··· Extrait source

Sorti le 16 février dernier, Un autre monde offre, cette fois-ci, au comédien l’occasion de passer de l’autre côté de la barrière et de jouer un cadre sous pression, confronté à un plan social prévoyant la suppression de 10 % des salariés de son usine. Si le statut social du personnage incarné n’est plus le même qu’avec En guerre, son impuissance au regard des événements reste similaire. Une façon, pour le cinéaste, de répondre à ceux qui lui reprochaient jadis une certaine forme de manichéisme dans sa représentation du patronat. Ici, le cadre affiche son humanité, se montre consciencieux, hanté par le devenir de ses employés. Lorsque la maison mère du groupe Elsonn, basée aux États-Unis, décide par souci de compétitivité internationale de baisser les coûts de ses usines européennes et d’en « dégraisser » le personnel, Philippe Lemesle prend la chose avec gravité mais, dans un premier temps, s’applique malgré tout, en bon petit soldat, à satisfaire ces attentes, espérant ainsi permettre à l’entreprise de mieux envisager l’avenir. Très vite, cependant, Lemesle comprend l’impossibilité de dresser une liste de 58 employés à sacrifier, tant seraient dramatiques les conséquences sur la santé du personnel restant et sur la qualité du travail fourni.

······

## Consignes
A) Répondez à ces questions sur l'extrait consacré au film Un autre monde :
(i) À quelle date le film est-il sorti ?
(ii) Quelle part des salariés de l'usine le plan social prévoit-il de supprimer ?
(iii) Dans quel pays se trouve la maison mère du groupe Elsonn ?
B) Recopiez les lignes de données, de celle qui contient « For this drill the class indicates the red » jusqu'à la dernière ligne de données, les deux bouts compris. Remplacez « class » par « group » sans rien changer d'autre.

··· Données de l'exercice

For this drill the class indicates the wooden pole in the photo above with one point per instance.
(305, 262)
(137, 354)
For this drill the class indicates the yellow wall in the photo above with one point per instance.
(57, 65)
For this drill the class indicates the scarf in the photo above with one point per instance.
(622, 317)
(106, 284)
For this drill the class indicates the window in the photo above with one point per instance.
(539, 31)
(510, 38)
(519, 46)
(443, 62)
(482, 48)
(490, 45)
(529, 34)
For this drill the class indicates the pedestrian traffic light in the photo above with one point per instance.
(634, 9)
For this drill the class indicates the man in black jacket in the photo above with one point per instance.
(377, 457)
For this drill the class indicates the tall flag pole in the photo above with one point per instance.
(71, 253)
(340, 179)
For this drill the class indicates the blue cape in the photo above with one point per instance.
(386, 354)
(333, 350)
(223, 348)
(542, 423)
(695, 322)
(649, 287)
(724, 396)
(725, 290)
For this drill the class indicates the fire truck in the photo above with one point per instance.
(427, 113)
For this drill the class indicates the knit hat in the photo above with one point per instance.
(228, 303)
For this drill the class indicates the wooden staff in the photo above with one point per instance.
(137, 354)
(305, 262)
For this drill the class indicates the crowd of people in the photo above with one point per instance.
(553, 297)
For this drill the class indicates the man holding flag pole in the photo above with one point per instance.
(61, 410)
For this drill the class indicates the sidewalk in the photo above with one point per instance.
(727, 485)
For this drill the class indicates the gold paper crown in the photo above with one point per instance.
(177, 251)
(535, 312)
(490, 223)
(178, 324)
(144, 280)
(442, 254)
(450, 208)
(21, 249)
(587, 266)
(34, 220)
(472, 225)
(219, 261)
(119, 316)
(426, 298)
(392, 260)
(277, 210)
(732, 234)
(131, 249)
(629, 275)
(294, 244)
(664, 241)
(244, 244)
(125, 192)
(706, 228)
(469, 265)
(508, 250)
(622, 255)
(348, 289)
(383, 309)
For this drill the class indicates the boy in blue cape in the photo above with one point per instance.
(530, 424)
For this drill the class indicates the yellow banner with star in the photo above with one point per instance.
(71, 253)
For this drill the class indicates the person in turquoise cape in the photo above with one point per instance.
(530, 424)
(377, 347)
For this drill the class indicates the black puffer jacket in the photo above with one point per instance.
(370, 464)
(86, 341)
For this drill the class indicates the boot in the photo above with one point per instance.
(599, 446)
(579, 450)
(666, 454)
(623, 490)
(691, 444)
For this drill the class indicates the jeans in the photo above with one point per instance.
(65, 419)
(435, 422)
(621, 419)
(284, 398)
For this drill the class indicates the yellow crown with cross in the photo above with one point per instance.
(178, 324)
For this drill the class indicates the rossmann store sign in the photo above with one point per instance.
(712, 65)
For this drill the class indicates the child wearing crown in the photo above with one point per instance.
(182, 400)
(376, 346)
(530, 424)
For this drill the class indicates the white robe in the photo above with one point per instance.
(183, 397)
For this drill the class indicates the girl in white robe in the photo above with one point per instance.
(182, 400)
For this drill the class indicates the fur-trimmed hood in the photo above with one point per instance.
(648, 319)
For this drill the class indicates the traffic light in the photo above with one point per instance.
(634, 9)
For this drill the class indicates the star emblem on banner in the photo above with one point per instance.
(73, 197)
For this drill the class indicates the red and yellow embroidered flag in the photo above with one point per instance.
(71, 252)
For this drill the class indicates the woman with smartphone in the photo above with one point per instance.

······

## Réponses
A)
(i) Le 16 février.
(ii) 10 % des salariés.
(iii) Aux États-Unis.

B)
For this drill the group indicates the red and yellow embroidered flag in the photo above with one point per instance.
(71, 252)
For this drill the group indicates the woman with smartphone in the photo above with one point per instance.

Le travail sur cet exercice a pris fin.